Reproduce every line of the listing below word for word.

Data items:
————

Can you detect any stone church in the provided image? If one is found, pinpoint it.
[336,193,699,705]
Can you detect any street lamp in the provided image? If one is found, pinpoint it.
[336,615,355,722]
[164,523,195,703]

————

■ Solution for this task ■
Can you detect any stone church in the provided image? If one is found, pinpoint it.
[336,193,699,705]
Can you detect any street lamp in the provided image? If one is found, pinpoint it.
[336,615,355,722]
[164,523,195,703]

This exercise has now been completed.